##### Passage provided #####
There was a constitutional crisis in October 2018, and then the Easter bombings. These would have required you to recast budget across the group. How has this impacted JKH?

BALENDRA: We’ve experienced growing the group during a thirty-year war. You learn to adapt fast. Within weeks of the Easter bombings, we drew plans to cope with the situation. We looked at tourism hotspots like Bali, Tunisia and Egypt that had gone through similar crises. We took the view that that tourism would bounce back and adjusted our plans. Fortunately, recovery has been faster than initially expected, but it will take high-end properties a little while longer to reach previous levels. We expect occupancy levels will be near-optimal at out hotels during the peak 2019/20 winter season, but yields will be lower because we’re selling rooms at a discount. Revenue from the winter season is projected to be 15% lower than the previous year, which is not too bad given the higher losses forecast soon after the Easter bombings.

However, I believe the rest of the economy that depends on the tourism sector will not see a significant drop in revenue because tourists will still spend on other activities. The Easter bombing did not impact our other businesses much. There’s hasn’t been a consumer downturn because of it. Apart from supermarkets and consumer products, do you see opportunities in other sectors of the economy? Over the years, investments in ports, banking & insurance, consumer products and supermarkets have been big winners for the group.

If you take a long-term view beyond the period covered in the five-year strategic plan, which other sectors will bring the next significant opportuni – ties for John Keells?

BALENDRA: I believe we’ve locked on to tremendous growth potential with what we have so there’s no real need to distract ourselves with something new. Essentially, we are well entrenched to capture the country’s economic growth prospects. We’ve seen some setbacks due to political instability—some highway developments are delayed, the Colombo port urgently needs more added capacity—and the Easter terror attacks, but these are beyond our con – trol. For the most part, we are on track with our plans. We’re building data and tech capabilities primarily to enhance the profitability of businesses across the group. These initiatives could be significant revenue centres, but that’s some way down the road.


The diversified group story has not been sexy over the last 20 years because of a conglomerate discount, and so on. But there is a massive opportunity in the new industrial order from digital technology and data. JKH is dominant across banking, life insurance, supermarkets, soft drinks, ice creams, processed food and many more customer touchpoints. The data we generate as a group presents a huge opportunity. No organisation in Sri Lanka would have the kind of data that JKH has across all verticals and hundreds of thousands of consumers. We started the journey 15 years ago with an SAP backbone that allowed us to capture data from multiple points across the group. Conglomerate discounts may no longer be the case. We will have a premium because of the value of the data we have access to which can be used to enhance profitability across the group with targeted marketing and cross-selling. The data advantage will be significant over the next 2-3 years. Other companies that have done this in the region have seen tremendous gains.
##### Data extract #####
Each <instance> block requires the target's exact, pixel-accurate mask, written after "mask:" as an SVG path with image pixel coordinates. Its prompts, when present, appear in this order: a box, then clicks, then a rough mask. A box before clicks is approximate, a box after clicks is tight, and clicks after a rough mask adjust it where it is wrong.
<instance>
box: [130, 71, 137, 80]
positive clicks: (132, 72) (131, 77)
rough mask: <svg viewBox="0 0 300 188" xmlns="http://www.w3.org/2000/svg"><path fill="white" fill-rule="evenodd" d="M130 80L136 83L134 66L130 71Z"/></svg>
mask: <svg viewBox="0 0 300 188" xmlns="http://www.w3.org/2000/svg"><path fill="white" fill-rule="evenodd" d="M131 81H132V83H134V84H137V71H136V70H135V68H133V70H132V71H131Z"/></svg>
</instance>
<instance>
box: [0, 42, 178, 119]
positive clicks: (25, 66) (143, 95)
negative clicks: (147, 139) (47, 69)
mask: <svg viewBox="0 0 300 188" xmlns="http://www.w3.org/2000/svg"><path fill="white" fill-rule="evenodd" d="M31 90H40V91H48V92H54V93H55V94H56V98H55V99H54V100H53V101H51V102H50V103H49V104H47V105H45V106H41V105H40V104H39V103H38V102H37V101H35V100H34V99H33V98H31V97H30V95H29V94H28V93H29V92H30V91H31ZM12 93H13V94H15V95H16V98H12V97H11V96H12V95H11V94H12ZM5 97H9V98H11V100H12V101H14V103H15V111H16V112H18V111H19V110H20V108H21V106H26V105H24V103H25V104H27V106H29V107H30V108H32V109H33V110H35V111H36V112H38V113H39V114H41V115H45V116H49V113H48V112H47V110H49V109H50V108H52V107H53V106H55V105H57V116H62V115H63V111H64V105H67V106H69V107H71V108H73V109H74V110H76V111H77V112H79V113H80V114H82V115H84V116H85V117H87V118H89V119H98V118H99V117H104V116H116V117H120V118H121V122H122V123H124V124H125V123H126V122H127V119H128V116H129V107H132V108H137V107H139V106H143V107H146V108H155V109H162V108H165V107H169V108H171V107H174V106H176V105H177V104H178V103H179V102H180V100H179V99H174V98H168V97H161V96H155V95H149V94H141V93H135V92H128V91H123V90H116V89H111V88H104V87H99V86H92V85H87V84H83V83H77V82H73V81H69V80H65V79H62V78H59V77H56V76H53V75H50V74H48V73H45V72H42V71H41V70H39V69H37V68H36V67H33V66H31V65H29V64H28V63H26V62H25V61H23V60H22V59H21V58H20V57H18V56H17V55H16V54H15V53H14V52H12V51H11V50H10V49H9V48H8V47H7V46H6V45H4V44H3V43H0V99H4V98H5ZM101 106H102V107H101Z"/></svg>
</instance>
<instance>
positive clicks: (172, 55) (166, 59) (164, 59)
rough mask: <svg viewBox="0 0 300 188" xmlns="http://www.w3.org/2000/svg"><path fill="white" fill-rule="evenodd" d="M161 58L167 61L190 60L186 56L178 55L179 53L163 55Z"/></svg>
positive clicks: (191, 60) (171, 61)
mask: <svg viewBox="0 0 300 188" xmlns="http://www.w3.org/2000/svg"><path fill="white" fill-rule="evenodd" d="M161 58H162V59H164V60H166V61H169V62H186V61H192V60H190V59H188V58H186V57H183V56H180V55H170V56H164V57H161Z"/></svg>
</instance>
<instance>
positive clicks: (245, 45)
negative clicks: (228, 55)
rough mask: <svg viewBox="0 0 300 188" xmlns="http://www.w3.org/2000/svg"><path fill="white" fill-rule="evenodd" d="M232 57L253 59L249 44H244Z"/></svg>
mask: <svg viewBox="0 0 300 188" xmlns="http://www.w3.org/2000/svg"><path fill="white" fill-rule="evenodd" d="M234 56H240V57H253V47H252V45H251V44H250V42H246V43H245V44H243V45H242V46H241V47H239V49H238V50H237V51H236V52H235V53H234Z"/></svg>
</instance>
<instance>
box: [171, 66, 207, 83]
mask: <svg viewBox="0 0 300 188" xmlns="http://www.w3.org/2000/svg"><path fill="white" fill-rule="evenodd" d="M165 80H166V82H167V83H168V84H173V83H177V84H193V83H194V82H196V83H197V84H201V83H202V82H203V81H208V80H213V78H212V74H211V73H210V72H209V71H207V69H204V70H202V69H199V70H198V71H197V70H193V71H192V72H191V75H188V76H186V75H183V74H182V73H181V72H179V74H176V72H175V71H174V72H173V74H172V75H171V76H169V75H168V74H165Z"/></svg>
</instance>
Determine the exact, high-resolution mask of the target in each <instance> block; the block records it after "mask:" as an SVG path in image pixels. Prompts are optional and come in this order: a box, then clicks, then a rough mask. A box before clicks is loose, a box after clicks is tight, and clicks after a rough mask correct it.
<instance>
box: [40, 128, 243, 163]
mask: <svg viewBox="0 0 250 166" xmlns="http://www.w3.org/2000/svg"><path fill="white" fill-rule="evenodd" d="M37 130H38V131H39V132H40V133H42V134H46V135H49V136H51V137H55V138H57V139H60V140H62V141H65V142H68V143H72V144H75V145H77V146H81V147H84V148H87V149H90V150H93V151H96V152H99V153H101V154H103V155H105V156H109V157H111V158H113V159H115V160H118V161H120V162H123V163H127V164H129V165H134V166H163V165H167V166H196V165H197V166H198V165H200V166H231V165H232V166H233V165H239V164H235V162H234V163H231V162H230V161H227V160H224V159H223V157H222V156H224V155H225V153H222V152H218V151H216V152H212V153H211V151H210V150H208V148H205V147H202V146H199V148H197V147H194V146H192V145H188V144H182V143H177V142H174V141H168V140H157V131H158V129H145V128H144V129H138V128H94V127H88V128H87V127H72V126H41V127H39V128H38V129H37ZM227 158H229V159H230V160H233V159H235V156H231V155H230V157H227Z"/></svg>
#####
### Activity 1
Reproduce the part of the JKH interview between "There was a" and "this impacted JKH?", inclusive.
### Activity 2
According to the JKH interview, how much lower is winter-season revenue projected to be than in the previous year?
### Activity 3
Continue the JKH interview from its final sentence.

### Exercise answer 1
There was a constitutional crisis in October 2018, and then the Easter bombings. These would have required you to recast budget across the group. How has this impacted JKH?

### Exercise answer 2
15% lower.

### Exercise answer 3
From the outside, JKH appears traditional in its structure. How can you gain scale in the digital space incombered by the brick-andmortar culture?

BALENDRA: The advantage we have as a legacy company is that the group is structured in such a way that there is always fresh leadership prepared for the changes shaping the world. That has helped the company to modernise because its ultimately about the people, not the assets or the buildings. We have a young leadership team that have a mindset about digital technology’s rapid evolution, and they ready for change. In fact, they want it. As a group, we’re not limiting ourselves to data, but we’re focusing on the potential of digital transformation. The group has software development and robotic automation capability. We launched John Keells X as an incubator for startups, and we are doing research in nanotechnology.

Colombo Port City and the Hambantota Port can be massive growth drivers for Sri Lanka. How does one start to strategise to unlock their potential?

BALENDRA: Apart from the opportunities for the port itself, Hambantota is well-positioned to be an industrial zone for companies looking for a hub to supply South Asia. Colombo Port City is a long-term play rolling out over the next 20 years. Colombo has a reputation for the being the cleanest city in South Asia without the congestion, overpopulation and pollution seen in other cities in the region. The Colombo Port City will transform Colombo into a truly stunning city with easy access from the airport. It has a private beach, waterways and a purpose-built marina at the heart of the city. Local demand won’t be able to absorb all that potential, but you need a few triggers for people to see the potential and they’ll start investing. Positioning it as an international financial centre is one way to attract foreign investments, but I believe there’s an opportunity to develop a market for luxury apartments like in Dubai.


Will JKH look for new opportunities around the port city and Hambantota?

BALENDRA: We’re already well-positioned in the hotels’ space, so I don’t think we will try anything new. If there is an industrial zone at Hambantota, we will be interested in opportunities for our existing business such as logistics. Large foreign companies that want those opportunities will see JKH as an ideal local partner, and they usually want to have local partners.

When you look at group’s portfolio of businesses and the sectors they are in, which ones are you optimistic about in terms of their ability over the next few years to deliver, or exceed, the hurdle rates of return?

BALENDRA: We always venture into a business with the expectation that it will deliver desirable returns. Some businesses give returns in a short period while others have longer gestations, so we need to get the balance right. But consumer foods, supermarkets and insurance are less capital intensive and generate higher returns.

How will the tourism downturn impact Cinnamon Life’s ability to generate returns on capital? Did you have to revaluate and re-strategise after the unfortunate events last Easter?

BALENDRA: No, we didn’t have to. Cinnamon Life will come online in 2021, and we took the view that tourism would have fully recovered by then. Cinnamon Life will be on track to achieve the desired returns. During the period 2021-23, I believe our other businesses would have scaled so Cinnamon Life may not have as material an impact on the group as you would think.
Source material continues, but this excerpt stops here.